SOURCE TEXT:

[Start of Attachment]

Deep profiling of gene expression across 18 human cancers
- Framework: This paper introduces DeepProfile, an unsupervised deep-learning model using an ensemble of Variational Autoencoders (VAEs) to create robust and biologically interpretable low-dimensional latent spaces from 50,211 transcriptomes across 18 human cancers.
- Key Biological Findings: Universal latent variables across all 18 cancers are driven by genes controlling immune cell activation, while cancer-specific variables define molecular subtypes.
- Clinical Associations: DeepProfile linked gene expression to clinical outcomes, finding that Tumour Mutation Burden (TMB) is associated with cell-cycle pathways, and patient survival correlates with DNA-mismatch repair and MHC class II antigen presentation pathway activity.
PubMed: 39690287 DOI: 10.1038/s41551-024-01290-8 Overview generated by: Gemini 2.5 Flash, 10/12/2025
Study Goal and DeepProfile Framework
This paper introduces DeepProfile, an unsupervised deep-learning framework designed to generate low-dimensional, robust, and biologically interpretable latent spaces from gene-expression data across multiple human cancers. The framework addresses key challenges in applying deep learning to cancer transcriptomics, namely the risk of overfitting, the non-deterministic nature of model training, and the “black box” problem of biological interpretability.
Methods: Deep Learner and Interpreter Components
The DeepProfile framework is built upon three main components: Data Collector, Deep Learner, and Interpreter.
- Data Collector and Cohort: The analysis utilized a large cohort of 50,211 transcriptomes from 1,098 datasets across 18 human cancer types, primarily sourced from the Gene Expression Omnibus (GEO).
- Deep Learner (Ensemble VAE): The core model is an ensemble of Variational Autoencoders (VAEs). The VAE encodes high-dimensional gene expression signals into a low-dimensional latent space, typically composed of 150 latent variables. The ensemble approach integrates signals from hundreds of different VAE runs and latent dimension sizes to enhance model robustness and stability.
- Interpreter (Integrated Gradients): To ensure biological interpretability, DeepProfile incorporates the Integrated Gradients feature attribution method. This tool quantifies how much each input gene contributes to a specific latent variable, allowing for subsequent pathway enrichment tests to define pathway-level attributions.

[End of Attachment]

EXERCISE SET:
[1] According to the DeepProfile overview, why does the framework use the Integrated Gradients method? Answer in one to three sentences.
[2] Continue the DeepProfile overview from its last sentence.

Dataset entries

[Start of Attachment]

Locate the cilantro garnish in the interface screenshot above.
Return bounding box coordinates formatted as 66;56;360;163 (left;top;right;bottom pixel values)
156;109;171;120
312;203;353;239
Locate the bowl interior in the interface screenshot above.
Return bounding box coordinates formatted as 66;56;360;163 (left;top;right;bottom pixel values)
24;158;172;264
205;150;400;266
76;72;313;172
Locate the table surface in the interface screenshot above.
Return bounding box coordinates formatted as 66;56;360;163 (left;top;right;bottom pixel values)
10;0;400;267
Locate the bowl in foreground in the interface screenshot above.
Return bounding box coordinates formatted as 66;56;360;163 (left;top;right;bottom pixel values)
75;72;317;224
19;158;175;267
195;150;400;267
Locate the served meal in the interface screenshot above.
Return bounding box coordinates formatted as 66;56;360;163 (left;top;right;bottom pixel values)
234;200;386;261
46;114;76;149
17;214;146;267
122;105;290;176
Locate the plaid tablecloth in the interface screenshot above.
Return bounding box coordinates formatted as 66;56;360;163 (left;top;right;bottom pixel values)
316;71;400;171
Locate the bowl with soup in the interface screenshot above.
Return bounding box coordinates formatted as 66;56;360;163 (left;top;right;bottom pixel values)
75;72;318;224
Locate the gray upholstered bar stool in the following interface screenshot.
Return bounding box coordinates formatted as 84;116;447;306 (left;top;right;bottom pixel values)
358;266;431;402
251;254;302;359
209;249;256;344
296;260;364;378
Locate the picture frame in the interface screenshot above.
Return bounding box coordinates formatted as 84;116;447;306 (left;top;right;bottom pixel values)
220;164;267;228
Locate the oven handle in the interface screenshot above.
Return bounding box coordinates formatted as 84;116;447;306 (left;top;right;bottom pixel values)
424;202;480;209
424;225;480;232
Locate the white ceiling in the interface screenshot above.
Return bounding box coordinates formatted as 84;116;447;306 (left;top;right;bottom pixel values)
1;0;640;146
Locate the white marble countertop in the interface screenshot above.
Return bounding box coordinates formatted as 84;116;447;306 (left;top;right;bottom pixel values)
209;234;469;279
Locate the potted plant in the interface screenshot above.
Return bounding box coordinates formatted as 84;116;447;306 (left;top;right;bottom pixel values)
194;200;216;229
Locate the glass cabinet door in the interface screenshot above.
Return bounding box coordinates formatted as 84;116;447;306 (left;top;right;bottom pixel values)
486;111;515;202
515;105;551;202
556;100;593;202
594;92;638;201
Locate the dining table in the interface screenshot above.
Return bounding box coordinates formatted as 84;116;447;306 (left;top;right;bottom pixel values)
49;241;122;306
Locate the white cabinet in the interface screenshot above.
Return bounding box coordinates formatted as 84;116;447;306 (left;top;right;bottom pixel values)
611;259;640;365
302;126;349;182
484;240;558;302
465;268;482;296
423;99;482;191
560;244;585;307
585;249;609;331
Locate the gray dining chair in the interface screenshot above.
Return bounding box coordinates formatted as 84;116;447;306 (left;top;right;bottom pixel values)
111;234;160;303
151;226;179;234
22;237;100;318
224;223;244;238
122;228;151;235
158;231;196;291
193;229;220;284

[End of Attachment]
[Start of Attachment]

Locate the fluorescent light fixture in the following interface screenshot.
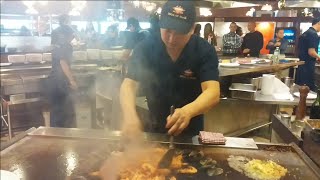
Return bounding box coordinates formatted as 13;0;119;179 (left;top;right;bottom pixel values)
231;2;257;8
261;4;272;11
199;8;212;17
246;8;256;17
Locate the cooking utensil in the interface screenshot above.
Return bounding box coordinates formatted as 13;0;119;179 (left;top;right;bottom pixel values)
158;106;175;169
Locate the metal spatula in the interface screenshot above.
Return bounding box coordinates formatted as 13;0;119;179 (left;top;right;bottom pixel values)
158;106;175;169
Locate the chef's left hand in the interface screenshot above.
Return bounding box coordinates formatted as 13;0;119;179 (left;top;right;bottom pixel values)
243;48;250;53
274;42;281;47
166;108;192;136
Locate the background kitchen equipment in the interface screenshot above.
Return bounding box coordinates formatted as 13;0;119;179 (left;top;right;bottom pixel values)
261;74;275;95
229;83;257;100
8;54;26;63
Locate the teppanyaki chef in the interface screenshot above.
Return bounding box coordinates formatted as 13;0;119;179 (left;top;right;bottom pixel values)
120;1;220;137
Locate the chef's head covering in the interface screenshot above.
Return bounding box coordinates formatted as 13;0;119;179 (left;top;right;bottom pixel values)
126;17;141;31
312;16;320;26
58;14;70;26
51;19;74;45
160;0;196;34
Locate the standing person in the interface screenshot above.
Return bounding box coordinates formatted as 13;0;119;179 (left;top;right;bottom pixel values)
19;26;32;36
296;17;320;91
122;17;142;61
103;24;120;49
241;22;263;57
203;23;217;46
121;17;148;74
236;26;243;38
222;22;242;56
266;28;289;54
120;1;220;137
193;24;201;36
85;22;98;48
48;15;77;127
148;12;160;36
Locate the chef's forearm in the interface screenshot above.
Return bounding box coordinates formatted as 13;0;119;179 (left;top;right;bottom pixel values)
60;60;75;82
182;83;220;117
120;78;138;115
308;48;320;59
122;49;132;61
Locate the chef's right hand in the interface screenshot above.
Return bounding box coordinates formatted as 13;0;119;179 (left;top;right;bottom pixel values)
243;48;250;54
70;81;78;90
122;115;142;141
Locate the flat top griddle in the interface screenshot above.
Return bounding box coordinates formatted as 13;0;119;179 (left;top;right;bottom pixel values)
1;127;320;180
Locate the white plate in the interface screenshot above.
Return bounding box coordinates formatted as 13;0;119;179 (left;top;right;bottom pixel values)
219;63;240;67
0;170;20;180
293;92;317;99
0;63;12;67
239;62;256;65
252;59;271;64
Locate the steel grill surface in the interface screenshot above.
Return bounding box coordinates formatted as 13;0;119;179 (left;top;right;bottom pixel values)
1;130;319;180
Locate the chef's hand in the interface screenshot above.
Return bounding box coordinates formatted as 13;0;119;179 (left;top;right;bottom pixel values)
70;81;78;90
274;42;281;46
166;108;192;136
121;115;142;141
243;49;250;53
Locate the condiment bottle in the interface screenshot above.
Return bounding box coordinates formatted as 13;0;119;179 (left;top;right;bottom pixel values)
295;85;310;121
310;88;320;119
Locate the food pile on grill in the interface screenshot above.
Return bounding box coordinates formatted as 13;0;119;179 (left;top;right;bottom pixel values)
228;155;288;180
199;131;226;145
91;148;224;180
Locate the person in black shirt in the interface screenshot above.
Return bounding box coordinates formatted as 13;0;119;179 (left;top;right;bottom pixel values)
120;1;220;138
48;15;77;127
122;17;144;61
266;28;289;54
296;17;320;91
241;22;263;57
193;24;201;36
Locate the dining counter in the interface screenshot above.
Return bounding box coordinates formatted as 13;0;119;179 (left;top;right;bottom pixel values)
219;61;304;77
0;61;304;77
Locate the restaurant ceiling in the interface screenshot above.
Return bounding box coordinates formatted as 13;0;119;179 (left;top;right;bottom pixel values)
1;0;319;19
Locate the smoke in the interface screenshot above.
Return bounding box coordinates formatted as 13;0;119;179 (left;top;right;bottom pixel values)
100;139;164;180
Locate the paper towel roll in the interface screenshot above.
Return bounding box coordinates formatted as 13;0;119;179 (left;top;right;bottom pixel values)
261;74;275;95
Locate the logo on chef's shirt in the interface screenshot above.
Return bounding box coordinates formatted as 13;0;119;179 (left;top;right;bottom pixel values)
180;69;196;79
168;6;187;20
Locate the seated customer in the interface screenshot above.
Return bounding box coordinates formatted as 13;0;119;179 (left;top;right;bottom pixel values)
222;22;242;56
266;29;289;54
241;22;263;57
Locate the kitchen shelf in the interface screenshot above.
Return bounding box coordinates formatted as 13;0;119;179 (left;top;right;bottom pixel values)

[End of Attachment]

RESPONSES FOR EACH TASK:
[1] Integrated Gradients is included to make the model biologically interpretable. It measures how much each input gene contributes to a given latent variable, which then allows pathway enrichment tests to define pathway-level attributions.

[2]
Key Findings and Performance
DeepProfile demonstrated superior performance in capturing biological signals compared to alternative dimensionality-reduction methods, including PCA, ICA, and standard VAEs.
- Interpretability Advantage: DeepProfile’s latent variables captured a significantly higher average number of known KEGG, BioCarta, and Reactome pathways, as well as Oncogenic Signatures gene sets, across the 18 cancers compared to other methods (e.g., DeepProfile captured pathways in 106 out of 108 test cases).
Pan-Cancer Commonality and Specificity
Analysis of the learned latent spaces revealed distinct patterns of gene expression variation:
- Universal Patterns: Genes that are universally important in defining the latent spaces across all 18 cancer types primarily control immune cell activation and aspects of the inflammatory response.
- Cancer-Specific Patterns: Cancer-type-specific genes and pathways contribute to the latent spaces for only one particular cancer type, serving to define molecular disease subtypes and reflect tissue-specific biology.
Clinical and Mutational Associations
A key methodology was developed to link the DeepProfile latent variable embeddings to patient- and tumour-level clinical characteristics, specifically patient survival and tumour mutation burden (TMB).
- Tumour Mutation Burden (TMB): TMB was found to be closely associated with the expression of cell-cycle-related pathways across a large majority of cancers.
- Patient Survival: Survival consistently correlated with the activity of the DNA-mismatch repair pathway and the MHC class II antigen presentation pathway.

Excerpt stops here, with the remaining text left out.